== Instruction ==
Return every line in the records below that contains the word "column".

== Rows ==
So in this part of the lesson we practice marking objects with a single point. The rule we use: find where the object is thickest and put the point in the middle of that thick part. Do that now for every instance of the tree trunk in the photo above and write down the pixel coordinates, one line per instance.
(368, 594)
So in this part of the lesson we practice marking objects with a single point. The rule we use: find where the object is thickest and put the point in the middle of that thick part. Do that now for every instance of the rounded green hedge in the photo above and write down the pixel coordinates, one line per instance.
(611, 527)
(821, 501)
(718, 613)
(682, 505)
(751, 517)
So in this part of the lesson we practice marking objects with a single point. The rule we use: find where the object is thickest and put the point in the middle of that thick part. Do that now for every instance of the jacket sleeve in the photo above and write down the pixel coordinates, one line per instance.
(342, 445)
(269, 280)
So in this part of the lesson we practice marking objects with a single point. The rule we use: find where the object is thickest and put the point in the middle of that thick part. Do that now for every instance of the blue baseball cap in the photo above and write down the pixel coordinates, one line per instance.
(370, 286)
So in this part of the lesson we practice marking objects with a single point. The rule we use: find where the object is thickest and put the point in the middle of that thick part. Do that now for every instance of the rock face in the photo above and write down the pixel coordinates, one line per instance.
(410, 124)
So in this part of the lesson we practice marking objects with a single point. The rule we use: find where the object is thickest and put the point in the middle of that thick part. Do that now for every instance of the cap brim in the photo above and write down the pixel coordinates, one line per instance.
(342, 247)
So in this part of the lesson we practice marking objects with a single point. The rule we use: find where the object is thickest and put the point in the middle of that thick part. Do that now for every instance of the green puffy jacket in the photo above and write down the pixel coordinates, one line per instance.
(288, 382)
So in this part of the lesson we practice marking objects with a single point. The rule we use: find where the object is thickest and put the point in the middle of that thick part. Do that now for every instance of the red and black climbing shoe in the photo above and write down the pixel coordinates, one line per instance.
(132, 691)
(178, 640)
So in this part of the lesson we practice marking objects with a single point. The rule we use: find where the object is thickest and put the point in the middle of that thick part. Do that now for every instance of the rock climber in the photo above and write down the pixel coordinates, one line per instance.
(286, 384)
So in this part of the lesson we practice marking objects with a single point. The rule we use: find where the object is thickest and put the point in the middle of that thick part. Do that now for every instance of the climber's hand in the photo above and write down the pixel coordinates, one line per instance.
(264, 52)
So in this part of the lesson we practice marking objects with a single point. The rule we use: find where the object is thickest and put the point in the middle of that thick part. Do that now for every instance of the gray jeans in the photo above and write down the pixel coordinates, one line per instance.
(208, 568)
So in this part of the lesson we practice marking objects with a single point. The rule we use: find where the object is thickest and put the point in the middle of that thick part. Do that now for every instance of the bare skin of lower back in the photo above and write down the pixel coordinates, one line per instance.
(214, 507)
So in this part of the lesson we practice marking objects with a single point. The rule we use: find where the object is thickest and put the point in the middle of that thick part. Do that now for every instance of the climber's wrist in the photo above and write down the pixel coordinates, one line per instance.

* * *

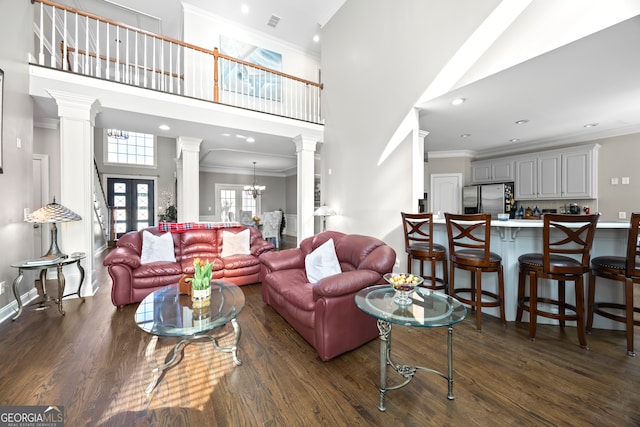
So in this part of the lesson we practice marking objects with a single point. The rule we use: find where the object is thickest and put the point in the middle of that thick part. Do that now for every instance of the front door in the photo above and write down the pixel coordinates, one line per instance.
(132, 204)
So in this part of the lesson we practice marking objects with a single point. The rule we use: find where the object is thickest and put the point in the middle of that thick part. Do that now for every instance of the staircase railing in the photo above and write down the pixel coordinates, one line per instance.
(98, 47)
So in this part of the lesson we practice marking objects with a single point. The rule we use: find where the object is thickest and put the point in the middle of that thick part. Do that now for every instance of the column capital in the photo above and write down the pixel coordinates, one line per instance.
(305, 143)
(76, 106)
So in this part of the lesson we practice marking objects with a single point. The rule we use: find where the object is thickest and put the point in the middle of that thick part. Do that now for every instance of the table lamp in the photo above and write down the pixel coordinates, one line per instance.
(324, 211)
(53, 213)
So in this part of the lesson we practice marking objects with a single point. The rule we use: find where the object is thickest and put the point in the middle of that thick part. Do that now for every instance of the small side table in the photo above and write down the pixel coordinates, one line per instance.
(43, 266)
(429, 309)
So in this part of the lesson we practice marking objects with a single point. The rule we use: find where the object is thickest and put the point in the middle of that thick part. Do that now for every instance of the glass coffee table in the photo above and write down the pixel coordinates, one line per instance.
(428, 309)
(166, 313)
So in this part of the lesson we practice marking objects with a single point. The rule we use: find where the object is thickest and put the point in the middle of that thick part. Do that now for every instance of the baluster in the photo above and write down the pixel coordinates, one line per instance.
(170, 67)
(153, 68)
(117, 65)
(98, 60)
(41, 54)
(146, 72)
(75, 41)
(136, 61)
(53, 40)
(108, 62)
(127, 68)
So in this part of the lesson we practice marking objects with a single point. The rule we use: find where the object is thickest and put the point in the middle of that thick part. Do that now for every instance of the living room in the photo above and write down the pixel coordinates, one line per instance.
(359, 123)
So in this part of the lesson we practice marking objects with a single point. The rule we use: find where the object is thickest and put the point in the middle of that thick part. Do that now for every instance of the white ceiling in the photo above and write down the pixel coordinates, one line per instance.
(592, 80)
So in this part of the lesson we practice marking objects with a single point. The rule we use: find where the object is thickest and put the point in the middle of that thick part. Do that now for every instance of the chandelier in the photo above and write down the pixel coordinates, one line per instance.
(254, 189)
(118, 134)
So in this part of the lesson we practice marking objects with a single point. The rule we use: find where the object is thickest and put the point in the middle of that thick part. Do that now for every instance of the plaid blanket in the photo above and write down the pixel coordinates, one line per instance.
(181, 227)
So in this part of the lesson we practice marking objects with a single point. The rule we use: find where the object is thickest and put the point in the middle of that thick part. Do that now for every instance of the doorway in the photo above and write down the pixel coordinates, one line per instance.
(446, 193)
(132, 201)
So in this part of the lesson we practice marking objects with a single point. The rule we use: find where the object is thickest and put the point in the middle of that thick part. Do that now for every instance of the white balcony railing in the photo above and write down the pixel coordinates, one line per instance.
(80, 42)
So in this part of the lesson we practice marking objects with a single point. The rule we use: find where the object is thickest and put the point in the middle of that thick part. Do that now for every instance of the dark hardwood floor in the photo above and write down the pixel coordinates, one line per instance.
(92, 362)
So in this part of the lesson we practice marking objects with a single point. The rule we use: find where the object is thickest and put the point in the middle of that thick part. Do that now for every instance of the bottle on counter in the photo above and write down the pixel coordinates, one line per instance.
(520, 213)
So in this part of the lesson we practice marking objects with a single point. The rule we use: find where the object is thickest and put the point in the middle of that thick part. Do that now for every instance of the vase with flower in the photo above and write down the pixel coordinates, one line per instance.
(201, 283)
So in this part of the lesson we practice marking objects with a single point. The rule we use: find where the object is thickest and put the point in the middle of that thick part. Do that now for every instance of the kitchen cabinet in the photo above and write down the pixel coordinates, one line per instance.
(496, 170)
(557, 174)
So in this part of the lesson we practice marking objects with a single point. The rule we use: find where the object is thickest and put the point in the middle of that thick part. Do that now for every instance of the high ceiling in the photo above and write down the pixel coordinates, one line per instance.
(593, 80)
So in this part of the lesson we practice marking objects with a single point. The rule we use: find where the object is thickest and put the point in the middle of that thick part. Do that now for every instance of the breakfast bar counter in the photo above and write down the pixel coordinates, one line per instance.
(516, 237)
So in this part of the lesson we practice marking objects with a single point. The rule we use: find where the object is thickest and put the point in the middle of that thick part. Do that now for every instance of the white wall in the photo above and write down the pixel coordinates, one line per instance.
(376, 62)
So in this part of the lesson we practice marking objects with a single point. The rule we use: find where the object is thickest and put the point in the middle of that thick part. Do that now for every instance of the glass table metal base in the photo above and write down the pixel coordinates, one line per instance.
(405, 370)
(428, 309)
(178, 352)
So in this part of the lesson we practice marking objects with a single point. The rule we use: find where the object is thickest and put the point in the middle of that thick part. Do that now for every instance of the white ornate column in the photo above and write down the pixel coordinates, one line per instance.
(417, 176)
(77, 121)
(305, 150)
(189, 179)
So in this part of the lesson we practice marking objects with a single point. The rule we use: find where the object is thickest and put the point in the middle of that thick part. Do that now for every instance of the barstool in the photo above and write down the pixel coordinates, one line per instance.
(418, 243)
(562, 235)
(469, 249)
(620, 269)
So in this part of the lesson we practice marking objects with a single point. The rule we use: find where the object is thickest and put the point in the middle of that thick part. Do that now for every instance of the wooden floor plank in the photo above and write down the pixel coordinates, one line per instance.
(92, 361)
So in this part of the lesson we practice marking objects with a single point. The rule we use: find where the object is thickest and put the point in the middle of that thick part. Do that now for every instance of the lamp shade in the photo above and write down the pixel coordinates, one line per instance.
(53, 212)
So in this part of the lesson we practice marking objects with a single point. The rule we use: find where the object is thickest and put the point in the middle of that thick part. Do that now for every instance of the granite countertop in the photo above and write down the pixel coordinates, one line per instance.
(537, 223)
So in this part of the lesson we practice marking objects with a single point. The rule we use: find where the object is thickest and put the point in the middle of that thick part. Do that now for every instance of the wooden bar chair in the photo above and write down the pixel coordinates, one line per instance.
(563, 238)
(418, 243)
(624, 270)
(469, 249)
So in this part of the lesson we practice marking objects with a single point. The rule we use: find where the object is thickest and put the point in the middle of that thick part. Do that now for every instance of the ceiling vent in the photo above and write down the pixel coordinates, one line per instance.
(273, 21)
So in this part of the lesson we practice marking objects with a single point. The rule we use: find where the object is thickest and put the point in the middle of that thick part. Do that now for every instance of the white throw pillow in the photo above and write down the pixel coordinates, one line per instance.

* * *

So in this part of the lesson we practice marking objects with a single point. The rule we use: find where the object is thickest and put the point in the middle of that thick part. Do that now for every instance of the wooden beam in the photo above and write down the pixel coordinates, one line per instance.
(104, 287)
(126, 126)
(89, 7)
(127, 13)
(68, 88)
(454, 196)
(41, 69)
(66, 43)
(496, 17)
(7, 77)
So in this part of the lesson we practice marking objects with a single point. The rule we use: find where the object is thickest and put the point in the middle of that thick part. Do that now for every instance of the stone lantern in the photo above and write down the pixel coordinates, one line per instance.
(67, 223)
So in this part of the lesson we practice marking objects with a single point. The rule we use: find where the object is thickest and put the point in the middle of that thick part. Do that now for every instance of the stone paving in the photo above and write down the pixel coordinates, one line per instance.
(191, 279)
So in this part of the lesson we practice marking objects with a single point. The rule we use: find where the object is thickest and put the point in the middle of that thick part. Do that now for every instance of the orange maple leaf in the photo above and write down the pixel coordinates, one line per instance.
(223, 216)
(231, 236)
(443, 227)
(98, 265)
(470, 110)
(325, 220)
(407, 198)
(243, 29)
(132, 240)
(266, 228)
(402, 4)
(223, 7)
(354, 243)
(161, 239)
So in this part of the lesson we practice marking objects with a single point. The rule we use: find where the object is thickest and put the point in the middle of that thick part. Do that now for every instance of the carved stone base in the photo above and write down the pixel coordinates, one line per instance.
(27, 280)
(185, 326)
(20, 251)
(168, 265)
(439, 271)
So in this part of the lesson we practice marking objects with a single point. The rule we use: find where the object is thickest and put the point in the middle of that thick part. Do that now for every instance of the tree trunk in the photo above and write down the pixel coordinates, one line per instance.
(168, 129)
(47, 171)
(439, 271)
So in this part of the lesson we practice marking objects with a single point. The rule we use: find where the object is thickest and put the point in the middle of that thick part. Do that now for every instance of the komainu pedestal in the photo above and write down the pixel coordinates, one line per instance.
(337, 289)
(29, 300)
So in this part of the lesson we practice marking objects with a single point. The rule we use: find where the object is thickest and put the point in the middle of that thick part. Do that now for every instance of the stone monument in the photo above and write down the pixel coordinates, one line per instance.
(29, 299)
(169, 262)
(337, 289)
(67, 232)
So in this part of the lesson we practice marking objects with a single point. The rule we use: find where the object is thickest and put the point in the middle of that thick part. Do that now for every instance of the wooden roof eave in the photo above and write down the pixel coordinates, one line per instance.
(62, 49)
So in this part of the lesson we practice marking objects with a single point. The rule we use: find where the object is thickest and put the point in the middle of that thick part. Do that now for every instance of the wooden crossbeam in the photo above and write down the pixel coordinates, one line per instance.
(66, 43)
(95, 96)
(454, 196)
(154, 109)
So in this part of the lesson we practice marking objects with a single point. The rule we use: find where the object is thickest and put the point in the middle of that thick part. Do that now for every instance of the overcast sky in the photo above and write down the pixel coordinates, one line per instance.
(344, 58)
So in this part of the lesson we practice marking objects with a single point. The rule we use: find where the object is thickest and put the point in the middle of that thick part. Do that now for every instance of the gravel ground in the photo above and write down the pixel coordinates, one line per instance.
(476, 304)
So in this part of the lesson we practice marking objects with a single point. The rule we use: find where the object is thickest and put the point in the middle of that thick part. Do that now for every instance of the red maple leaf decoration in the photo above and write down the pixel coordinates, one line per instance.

== The answer ==
So in this part of the lesson we practice marking objects with a single point. The rule we use: find where the object is thickest and put the point in the middle of that thick part. Do that now for every instance of the column capital in the photo above and write down the pixel coordinates, one line per instance.
So in this part of the lesson we practice marking objects with a single point. The rule we use: find where the object is thickest and put the point in the middle of that thick part. Do that now for every instance of the white ornate column in the photo above and write down the pixel coordinates, one line per instance.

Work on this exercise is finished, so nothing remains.